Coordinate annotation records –

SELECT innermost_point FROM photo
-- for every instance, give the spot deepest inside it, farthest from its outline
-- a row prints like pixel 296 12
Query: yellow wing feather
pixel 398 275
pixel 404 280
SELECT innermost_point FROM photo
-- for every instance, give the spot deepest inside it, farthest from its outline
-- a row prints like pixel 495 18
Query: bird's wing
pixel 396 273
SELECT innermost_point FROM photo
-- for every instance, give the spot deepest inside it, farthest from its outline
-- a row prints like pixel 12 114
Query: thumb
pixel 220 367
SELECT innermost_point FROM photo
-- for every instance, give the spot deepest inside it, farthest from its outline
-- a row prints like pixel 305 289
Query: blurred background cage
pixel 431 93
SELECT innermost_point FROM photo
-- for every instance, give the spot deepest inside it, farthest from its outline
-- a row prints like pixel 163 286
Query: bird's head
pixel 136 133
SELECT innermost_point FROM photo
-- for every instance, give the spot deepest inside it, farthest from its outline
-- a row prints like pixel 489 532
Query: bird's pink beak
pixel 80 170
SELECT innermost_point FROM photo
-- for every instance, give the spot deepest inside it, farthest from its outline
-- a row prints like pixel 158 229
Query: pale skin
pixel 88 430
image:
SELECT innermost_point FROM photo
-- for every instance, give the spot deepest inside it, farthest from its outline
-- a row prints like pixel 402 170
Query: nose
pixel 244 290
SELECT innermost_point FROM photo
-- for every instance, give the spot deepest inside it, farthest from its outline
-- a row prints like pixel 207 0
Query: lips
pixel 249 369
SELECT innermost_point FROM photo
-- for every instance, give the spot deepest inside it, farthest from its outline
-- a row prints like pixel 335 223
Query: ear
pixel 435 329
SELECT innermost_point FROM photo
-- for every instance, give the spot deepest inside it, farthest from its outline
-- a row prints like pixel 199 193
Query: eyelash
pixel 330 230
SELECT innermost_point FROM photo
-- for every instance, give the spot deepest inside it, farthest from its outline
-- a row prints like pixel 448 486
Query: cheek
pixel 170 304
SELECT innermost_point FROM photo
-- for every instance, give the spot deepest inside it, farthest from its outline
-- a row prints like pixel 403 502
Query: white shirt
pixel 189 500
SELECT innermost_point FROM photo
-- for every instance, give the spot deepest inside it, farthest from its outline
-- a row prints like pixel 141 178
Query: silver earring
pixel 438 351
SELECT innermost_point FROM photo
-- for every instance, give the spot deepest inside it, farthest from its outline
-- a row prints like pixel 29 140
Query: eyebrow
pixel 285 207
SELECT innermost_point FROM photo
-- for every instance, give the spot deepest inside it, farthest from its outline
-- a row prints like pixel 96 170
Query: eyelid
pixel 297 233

Exercise brief –
Return all of the lines above, copied word for word.

Worked solution –
SELECT innermost_point FROM photo
-- for every instance, give the spot deepest inside it, farthest from its outline
-- a row prints like pixel 296 12
Query: yellow wing feather
pixel 398 275
pixel 404 280
SELECT innermost_point FROM photo
-- for every instance, give the spot deepest inside it, farthest from its outline
-- a row prints like pixel 495 18
Query: bird's wing
pixel 396 273
SELECT innermost_point FROM photo
-- for every instance, give the spot deepest inside it, farthest from its outline
-- a row prints like pixel 12 114
Query: thumb
pixel 220 367
SELECT innermost_point FROM photo
-- for every instance, give the spot deepest inside it, farthest from its outline
-- a row prints like pixel 305 289
Query: blurred background cage
pixel 431 93
SELECT innermost_point FROM photo
-- for every instance, give the spot deepest inside it, farthest from its outline
-- a row prints like pixel 163 286
Query: bird's head
pixel 136 133
SELECT innermost_point FROM photo
-- for every instance, give the spot deepest inside it, farthest from its outline
-- a row prints like pixel 489 532
Query: bird's pink beak
pixel 80 170
SELECT innermost_point FROM photo
-- for every instance, give the spot deepest inside it, farthest from its outline
-- a row prints like pixel 158 229
Query: pale skin
pixel 88 430
image:
SELECT innermost_point FROM photo
-- for every instance, give the spot deepest inside it, farthest from its outline
-- a row prints like pixel 402 170
Query: nose
pixel 244 290
SELECT innermost_point FROM photo
-- for every instance, give the spot deepest inside it, farthest from its outline
-- a row prints like pixel 207 0
Query: lips
pixel 249 369
SELECT innermost_point FROM photo
-- for every instance, give the spot deepest inside it, farthest from its outline
-- a row prints like pixel 335 223
Query: ear
pixel 435 329
SELECT innermost_point FROM photo
-- for every instance, give the spot deepest inside it, farthest from its outline
-- a row prints like pixel 199 193
Query: eyelash
pixel 330 230
SELECT innermost_point FROM photo
-- for every instance, give the spot deepest inside it, farthest from its outline
-- a row prints like pixel 448 486
Query: cheek
pixel 170 304
SELECT innermost_point FROM photo
-- for every instance, give the spot deepest inside it, farthest from its outline
-- a row prints like pixel 403 502
Query: white shirt
pixel 189 500
SELECT innermost_point FROM photo
-- for every instance, give the spot deepest inside it, farthest from its outline
-- a row prints like pixel 141 178
Query: silver earring
pixel 438 351
SELECT innermost_point FROM photo
-- for every instance, give the spot deepest inside it, farthest from its outline
-- a row prints like pixel 29 140
Query: eyebrow
pixel 285 207
SELECT innermost_point FROM photo
-- for every instance, give the spot deepest inside it, farthest from its outline
-- a row prints like pixel 96 170
Query: eyelid
pixel 297 233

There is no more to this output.